* [SUPPLIED RECORDS]:
━━━━━━━━━━━━━━━━━━━━━━━━━━━━━━

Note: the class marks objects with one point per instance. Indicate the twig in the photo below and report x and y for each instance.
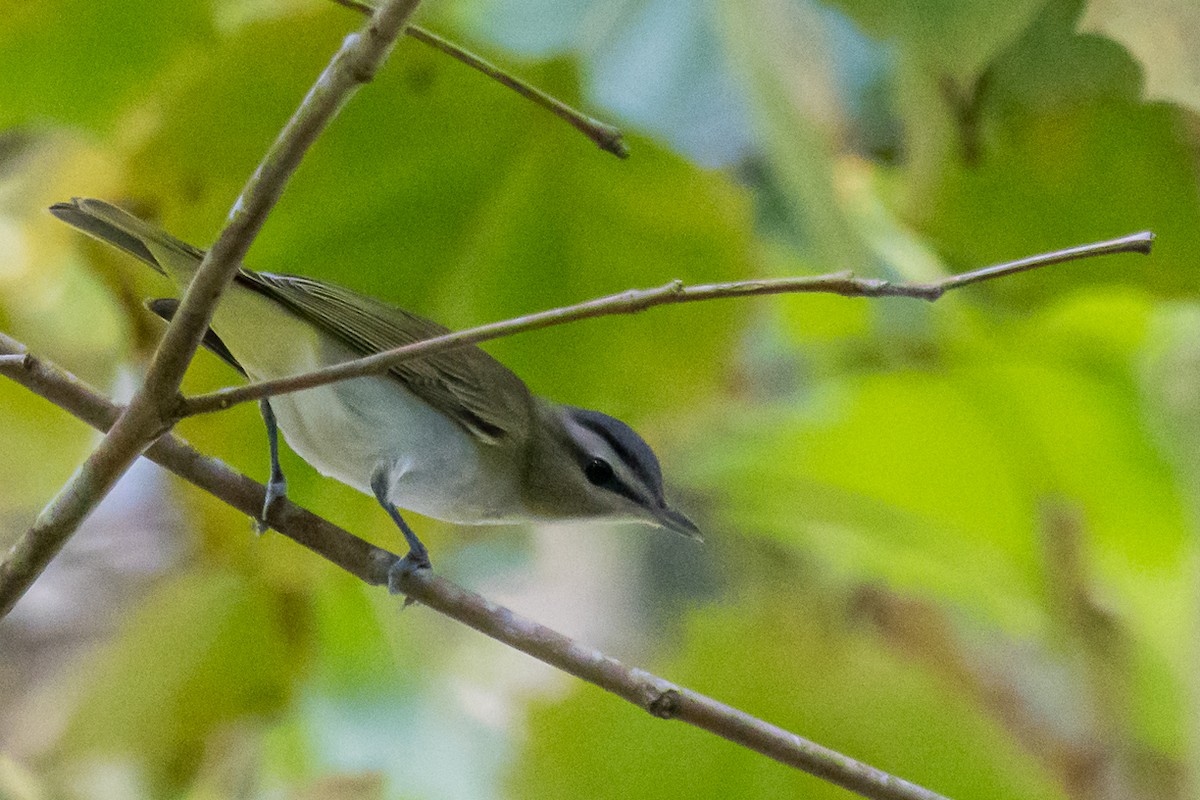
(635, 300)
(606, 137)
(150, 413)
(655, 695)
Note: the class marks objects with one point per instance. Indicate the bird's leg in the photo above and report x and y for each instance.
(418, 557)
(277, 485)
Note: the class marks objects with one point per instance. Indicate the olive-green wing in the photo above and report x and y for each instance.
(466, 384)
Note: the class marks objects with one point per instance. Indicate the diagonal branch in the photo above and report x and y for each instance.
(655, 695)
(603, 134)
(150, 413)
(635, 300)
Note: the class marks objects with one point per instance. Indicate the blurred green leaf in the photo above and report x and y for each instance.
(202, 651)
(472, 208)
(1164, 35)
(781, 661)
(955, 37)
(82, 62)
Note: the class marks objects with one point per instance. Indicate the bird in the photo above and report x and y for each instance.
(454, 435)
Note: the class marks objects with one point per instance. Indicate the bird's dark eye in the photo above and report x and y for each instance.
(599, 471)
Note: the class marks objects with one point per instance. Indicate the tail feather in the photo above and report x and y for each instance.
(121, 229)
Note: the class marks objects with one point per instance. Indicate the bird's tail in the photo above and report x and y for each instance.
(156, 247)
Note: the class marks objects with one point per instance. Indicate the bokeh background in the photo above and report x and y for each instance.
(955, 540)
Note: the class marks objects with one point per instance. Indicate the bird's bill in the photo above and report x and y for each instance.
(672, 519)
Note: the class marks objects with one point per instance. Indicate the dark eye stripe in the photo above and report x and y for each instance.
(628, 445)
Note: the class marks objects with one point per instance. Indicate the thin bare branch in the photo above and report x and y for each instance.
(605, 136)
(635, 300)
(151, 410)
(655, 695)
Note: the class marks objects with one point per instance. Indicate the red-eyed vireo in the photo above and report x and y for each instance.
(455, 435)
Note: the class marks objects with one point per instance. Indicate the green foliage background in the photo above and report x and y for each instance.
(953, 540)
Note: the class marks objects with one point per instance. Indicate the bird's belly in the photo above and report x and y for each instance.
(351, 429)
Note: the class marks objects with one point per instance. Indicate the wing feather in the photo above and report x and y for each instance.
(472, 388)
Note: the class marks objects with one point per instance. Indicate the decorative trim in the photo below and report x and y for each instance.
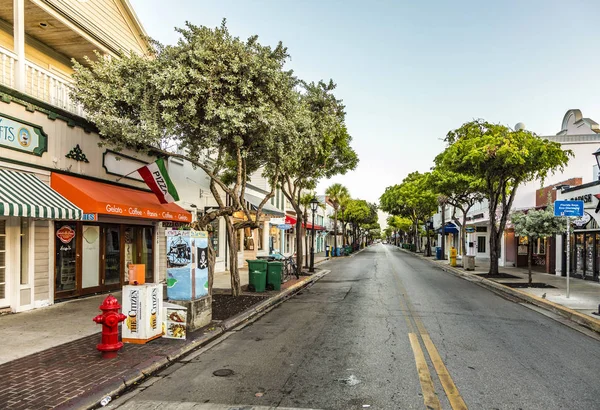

━━━━━━━━━━━━━━━━━━━━━━━━━━━━━━

* [WHAT IS ASKED]:
Transcribe the material exactly, leaving every picture out.

* [EXERCISE OUTPUT]:
Note: the class marks objects with one point per instance. Indicate the twig in the photo below and report x and y for each instance.
(635, 300)
(606, 137)
(150, 413)
(655, 695)
Note: the class marks objects with one point per instance. Indicate the bird's leg in the photo above and report x and y for each instance.
(418, 557)
(277, 485)
Note: the class marks objects with one point per instance. Indicate the olive-green wing in the photo above and report x and y for each instance.
(466, 384)
Note: the class marks objects with one point per instance. Indicate the diagonal branch in the photo above and report x and y for each instance.
(655, 695)
(603, 134)
(150, 413)
(635, 300)
Note: the class marks objects with one point per instance. Indicate the blurred green leaf in the photo above and report x and y for each instance.
(202, 651)
(472, 208)
(1164, 35)
(781, 661)
(955, 37)
(82, 62)
Note: the class marks objects with one point per instance. Indicate the bird in the photo above and report x and y for each instance.
(454, 435)
Note: the class marks objects with one point per instance. Indicate the bird's dark eye in the photo above and report x and y for each instance.
(599, 471)
Note: the class marks objects with one point per instance. Indicate the tail feather in the photo above and report x and y for each instance.
(121, 229)
Note: the class marks objects with one point per instance. Indicate the bird's tail in the photo above and report x and y for each instance.
(156, 247)
Note: the class marks objects with one point per instance. Indicate the bokeh background in the photo above and report x and y for each instance.
(955, 540)
Note: the class marks objects with one point per instance. Indicate the bird's bill in the photo above and report x and y for each instance.
(672, 519)
Note: the class marks objects with one point per instance. Indicate the dark eye stripe in the photo above and report x and y for each instance.
(628, 445)
Note: the class marks objects with one point per instance. Indicate the thin bare branch in the photo above and report x and y for each instance.
(605, 136)
(635, 300)
(151, 410)
(655, 695)
Note: the class marks objects with one point per instance. Indicate the red-eyed vireo in the photo above and report x and y for each instance.
(455, 435)
Note: the class marks objects with one point per instance. Indicate the green foliage background in the photo above and report x and y for each instance.
(953, 540)
Note: the class marks objects with one point per instance. Indicate the bird's belly in the photo above and report x and y for each instance.
(351, 429)
Note: the class marks objects with one point per instance. Indicate the wing feather in the photo above and report x and y for each instance.
(472, 388)
Note: the class marks objects with one point per instance. Indicate the decorative trim in the photo below and report x and y for each instance.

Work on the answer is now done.